*EXCERPTED TEXT*:
The general solution of a differential equation in a form of  `y’ =f(x,y)`  can be 'evaluated using direct integration. The derivative of y denoted as ` y'` can be written as`(dy)/(dx) ` then `y'= f(x,y)` can be expressed as `(dy)/(dx)= f(x,y)` .

 That is form of the given problem:`(dy)/(dx)=xsqrt(x-6)` .

We may apply the variable separable differential in which we follow `N(y) dy = M(x) dx` .

Cross-multiply `dx` to the right side: `dy=xsqrt(x-6)dx` .

Apply direct integration on both sides: `intdy=int xsqrt(x-6)dx` .

For the left side, we apply basic integration property:

 `int (dy)=y`

For the right side, we may apply u-substitution by letting: `u = x-6` or `x = u+6` then `dx = du` .

`intxsqrt(x-6)dx=int (u+6)sqrt(u)du`

                        `=int (u+6)u^(1/2)du`

                         `=int(u^(3/2)+6u^(1/2))du`

Apply the basic integration property: `int (u+v) dx= int (u) dx + int (v) dx` .

`int u^(3/2)du+ int 6u^(1/2)du`

Apply the Power Rule for integration : `int x^n= x^(n+1)/(n+1)+C` .

`int u^(3/2)du+ int 6u^(1/2)du=u^((3/2+1))/(3/2+1)+ 6u^((1/2+1))/(1/2+1)+C`

`=u^(5/2)/((5/2))+ 6u^(3/2)/((3/2))+C`

`=u^(5/2)*(2/5)+ 6u^(3/2)*(2/3)+C`

`=(2u^(5/2))/5+ 4u^(3/2)+C`

Plug-in `u = x-6` , we get:

`intxsqrt(x-6)dx=(2(x-6)^(5/2))/5+ 4(x-6)^(3/2)+C`

Combining the results, we get the general solution for the differential equation: 

`y=(2(x-6)^(5/2))/5+ 4(x-6)^(3/2)+C`

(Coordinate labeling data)
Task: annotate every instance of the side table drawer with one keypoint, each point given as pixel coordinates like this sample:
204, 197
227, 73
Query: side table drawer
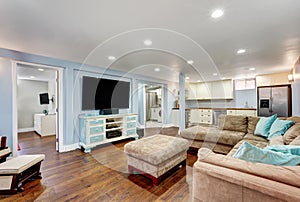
96, 122
131, 132
131, 125
95, 130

*TO BE DONE*:
A: Name every rule or technique that the worked solution says to apply, listing each one once.
B: In the worked solution, what substitution is made for the right side of the integral?
C: Please translate this sentence from the worked solution into Spanish: "Apply direct integration on both sides: `intdy=int xsqrt(x-6)dx`."

*ANSWERS PER TASK*:
A:
- Variable separable differential
- Direct integration
- Basic integration property
- U-substitution
- Power Rule for integration

B: It lets u = x-6 (equivalently x = u+6), so dx = du.

C: Aplique integración directa en ambos lados: `intdy=int xsqrt(x-6)dx`.